Exercise: Render the stretch of material from the line containing "Guideline: treat each distinct door" through the line containing "[40,173,80,239]" as a two-column CSV with columns guideline and boxes. Each line beginning "Guideline:" gets one row, holding that line and the coordinate lines after it, each in a single quoted field with line breaks turned into spaces.

Given entries:
.....
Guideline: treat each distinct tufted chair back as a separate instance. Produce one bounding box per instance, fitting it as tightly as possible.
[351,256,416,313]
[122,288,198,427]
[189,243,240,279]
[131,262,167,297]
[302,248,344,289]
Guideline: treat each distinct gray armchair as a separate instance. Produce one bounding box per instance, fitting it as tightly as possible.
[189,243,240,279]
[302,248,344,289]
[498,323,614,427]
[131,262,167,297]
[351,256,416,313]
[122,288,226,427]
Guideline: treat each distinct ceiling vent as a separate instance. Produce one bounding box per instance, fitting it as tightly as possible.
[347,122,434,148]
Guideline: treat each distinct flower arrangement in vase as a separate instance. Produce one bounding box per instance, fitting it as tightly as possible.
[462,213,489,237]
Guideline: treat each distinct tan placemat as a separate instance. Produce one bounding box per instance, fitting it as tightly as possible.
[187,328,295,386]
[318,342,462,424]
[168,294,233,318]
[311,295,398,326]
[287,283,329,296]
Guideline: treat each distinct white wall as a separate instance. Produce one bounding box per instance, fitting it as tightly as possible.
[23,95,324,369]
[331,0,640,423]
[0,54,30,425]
.....
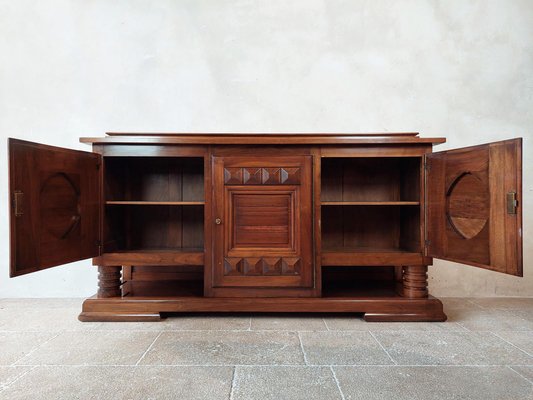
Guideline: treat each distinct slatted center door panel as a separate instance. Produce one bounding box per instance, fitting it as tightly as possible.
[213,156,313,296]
.....
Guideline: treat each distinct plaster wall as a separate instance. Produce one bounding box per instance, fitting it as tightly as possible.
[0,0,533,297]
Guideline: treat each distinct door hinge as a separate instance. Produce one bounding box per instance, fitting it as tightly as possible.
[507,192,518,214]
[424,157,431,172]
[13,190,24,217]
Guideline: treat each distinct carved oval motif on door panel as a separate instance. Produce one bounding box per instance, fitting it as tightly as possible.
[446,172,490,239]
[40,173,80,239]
.....
Solution:
guideline,boxes
"Guideline: treat each distinct door hinge as a separate instance. Produce one bounding box per instance, fitting it as tightly as possible.","[507,192,518,214] [424,157,431,172] [13,190,24,217]"
"Guideline: treat each distinct carved oval motif on door panel as a separate instance. Produce one bounding box per instance, fitting it as tightly as possible.","[446,172,490,239] [40,173,80,239]"